The 1910–11 FA Cup was the 40th season of the world's oldest association football competition, the Football Association Challenge Cup (more usually known as the FA Cup). Bradford City won the competition for the first and (as of 2021) only time, beating holders Newcastle United 1–0 in the replay of the final at Old Trafford in Manchester, through a goal from Jimmy Speirs. The first match, held at Crystal Palace, London, was a 0–0 draw.

Matches were scheduled to be played at the stadium of the team named first on the date specified for each round, which was always a Saturday. If scores were level after 90 minutes had been played, a replay would take place at the stadium of the second-named team later the same week. If the replayed match was drawn further replays would be held at neutral venues until a winner was determined. If scores were level after 90 minutes had been played in a replay, a 30-minute period of extra time would be played.

-----

**Objectives**
A. Answer these from the FA Cup passage:
(i) Where was the first match of the final played?
(ii) Who scored the goal that won the replay?
(iii) How long was the period of extra time in a replay?
B. From the FA Cup passage, pull out the stretch from "Matches were scheduled" through "would be played.".
C. Put this sentence from the FA Cup passage into Spanish: "The first match, held at Crystal Palace, London, was a 0–0 draw."

**Data lines**
-----

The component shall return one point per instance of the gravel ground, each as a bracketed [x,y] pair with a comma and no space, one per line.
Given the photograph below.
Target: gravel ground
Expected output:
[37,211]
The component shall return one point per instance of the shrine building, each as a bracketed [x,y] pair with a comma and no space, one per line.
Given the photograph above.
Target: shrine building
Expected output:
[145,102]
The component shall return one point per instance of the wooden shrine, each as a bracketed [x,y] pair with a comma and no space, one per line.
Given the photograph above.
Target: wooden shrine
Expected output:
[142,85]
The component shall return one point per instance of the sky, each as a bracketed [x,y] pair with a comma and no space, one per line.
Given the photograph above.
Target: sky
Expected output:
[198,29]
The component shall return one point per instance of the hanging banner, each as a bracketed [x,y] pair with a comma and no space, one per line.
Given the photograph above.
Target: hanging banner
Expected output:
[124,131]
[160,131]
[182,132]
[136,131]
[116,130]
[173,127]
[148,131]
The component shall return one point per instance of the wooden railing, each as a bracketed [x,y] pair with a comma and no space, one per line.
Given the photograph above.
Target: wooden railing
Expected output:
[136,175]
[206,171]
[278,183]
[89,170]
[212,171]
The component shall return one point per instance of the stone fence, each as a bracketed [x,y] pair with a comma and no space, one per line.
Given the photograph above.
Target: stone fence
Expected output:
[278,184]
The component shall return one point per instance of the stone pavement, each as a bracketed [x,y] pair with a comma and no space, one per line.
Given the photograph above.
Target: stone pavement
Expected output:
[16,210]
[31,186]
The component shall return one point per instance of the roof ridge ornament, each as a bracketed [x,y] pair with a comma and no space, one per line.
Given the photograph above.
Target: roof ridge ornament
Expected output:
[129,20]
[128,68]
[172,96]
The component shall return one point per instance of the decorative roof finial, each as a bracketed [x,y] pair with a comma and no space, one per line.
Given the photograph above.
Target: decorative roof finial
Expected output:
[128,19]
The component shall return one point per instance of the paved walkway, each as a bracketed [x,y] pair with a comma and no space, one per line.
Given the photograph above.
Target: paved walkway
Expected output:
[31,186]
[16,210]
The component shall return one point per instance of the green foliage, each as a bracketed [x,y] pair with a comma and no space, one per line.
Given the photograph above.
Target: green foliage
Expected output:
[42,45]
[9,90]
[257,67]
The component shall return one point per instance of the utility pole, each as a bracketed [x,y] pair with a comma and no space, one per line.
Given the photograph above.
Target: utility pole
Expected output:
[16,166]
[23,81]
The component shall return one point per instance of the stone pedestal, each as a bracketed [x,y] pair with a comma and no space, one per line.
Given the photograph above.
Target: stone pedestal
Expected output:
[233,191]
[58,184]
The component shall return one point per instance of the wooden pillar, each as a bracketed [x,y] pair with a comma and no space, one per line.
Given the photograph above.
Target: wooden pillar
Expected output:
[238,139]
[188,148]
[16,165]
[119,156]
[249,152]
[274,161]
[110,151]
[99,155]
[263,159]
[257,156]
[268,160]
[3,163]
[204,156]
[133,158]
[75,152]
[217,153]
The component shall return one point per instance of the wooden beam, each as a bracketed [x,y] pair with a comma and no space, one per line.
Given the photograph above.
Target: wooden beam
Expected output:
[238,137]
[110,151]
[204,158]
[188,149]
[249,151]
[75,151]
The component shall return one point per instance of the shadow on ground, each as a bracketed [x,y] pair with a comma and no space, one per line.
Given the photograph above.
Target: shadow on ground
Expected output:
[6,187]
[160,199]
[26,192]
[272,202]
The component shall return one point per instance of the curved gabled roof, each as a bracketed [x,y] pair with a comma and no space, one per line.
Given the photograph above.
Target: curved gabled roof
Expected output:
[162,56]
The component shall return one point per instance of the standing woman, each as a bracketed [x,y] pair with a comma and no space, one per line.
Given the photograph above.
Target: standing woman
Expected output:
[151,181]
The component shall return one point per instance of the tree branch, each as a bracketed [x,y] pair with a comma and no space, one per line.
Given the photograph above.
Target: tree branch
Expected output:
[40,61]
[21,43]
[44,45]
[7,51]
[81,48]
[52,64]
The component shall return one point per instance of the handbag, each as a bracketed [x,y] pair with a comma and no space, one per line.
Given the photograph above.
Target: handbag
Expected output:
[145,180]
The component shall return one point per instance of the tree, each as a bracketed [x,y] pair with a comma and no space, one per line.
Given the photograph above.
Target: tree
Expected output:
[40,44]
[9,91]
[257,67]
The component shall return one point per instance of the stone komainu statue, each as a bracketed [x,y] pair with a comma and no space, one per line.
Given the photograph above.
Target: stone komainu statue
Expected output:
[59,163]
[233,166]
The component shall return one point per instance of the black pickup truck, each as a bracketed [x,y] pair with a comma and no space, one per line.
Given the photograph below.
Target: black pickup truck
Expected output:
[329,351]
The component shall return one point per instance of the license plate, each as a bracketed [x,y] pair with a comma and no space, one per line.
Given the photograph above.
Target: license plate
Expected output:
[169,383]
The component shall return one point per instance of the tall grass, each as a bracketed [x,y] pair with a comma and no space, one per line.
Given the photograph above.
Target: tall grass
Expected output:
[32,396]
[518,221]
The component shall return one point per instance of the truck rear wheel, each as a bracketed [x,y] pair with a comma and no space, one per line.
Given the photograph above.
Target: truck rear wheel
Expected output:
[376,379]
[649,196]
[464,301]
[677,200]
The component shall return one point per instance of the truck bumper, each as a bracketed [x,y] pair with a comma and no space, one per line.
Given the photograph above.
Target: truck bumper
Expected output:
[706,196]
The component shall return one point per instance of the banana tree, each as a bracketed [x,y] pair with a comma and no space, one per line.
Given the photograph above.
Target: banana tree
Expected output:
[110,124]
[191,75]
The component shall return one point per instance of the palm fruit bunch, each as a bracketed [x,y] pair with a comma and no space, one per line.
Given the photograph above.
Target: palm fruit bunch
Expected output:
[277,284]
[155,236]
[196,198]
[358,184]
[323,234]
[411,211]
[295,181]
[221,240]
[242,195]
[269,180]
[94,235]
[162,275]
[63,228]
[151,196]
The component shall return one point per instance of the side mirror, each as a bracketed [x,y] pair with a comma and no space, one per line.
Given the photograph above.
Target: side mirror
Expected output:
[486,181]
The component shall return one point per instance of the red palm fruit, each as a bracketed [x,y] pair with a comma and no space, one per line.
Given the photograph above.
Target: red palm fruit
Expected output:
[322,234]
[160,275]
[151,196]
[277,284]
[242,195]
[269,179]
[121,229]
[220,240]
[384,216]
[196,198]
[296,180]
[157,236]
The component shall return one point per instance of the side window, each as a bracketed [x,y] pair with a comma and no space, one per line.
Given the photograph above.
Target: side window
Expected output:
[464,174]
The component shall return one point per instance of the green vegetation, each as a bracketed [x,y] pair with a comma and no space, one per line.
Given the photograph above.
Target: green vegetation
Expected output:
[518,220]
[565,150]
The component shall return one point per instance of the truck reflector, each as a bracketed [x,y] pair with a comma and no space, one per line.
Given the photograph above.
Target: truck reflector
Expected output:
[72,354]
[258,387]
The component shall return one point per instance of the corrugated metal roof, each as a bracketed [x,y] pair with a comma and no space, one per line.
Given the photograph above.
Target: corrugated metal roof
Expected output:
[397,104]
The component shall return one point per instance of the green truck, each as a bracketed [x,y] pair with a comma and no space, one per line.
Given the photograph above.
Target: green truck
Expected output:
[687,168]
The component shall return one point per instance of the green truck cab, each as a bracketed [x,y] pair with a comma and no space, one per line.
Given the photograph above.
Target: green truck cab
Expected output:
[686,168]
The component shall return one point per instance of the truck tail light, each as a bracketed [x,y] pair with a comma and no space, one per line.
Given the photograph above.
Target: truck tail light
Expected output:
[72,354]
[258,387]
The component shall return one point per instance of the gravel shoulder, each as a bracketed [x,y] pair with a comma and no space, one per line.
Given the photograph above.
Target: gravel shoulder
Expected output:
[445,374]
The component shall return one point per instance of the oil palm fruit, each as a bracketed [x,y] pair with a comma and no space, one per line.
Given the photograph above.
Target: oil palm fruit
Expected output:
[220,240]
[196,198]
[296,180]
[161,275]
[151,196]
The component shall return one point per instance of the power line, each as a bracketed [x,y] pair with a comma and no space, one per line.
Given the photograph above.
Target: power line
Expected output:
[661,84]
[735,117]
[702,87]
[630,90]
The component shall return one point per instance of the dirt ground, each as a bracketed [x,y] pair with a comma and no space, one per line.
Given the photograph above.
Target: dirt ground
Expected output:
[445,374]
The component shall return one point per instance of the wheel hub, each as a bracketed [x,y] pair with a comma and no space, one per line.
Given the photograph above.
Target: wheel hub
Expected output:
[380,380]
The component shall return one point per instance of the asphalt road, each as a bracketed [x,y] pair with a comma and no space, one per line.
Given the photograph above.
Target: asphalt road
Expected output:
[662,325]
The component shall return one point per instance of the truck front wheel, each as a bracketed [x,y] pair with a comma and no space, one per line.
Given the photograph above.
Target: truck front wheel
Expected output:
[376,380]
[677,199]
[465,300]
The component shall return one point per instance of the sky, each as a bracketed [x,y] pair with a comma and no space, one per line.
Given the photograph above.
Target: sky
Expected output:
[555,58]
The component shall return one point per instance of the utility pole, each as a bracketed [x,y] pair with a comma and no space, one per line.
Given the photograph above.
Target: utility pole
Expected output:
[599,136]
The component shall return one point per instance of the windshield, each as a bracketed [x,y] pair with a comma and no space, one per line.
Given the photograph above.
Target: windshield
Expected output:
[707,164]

-----

**Problem solutions**
A.
(i) At Crystal Palace, London.
(ii) Jimmy Speirs.
(iii) 30 minutes.

B.
Matches were scheduled to be played at the stadium of the team named first on the date specified for each round, which was always a Saturday. If scores were level after 90 minutes had been played, a replay would take place at the stadium of the second-named team later the same week. If the replayed match was drawn further replays would be held at neutral venues until a winner was determined. If scores were level after 90 minutes had been played in a replay, a 30-minute period of extra time would be played.

C. El primer partido, disputado en Crystal Palace, Londres, terminó en un empate 0–0.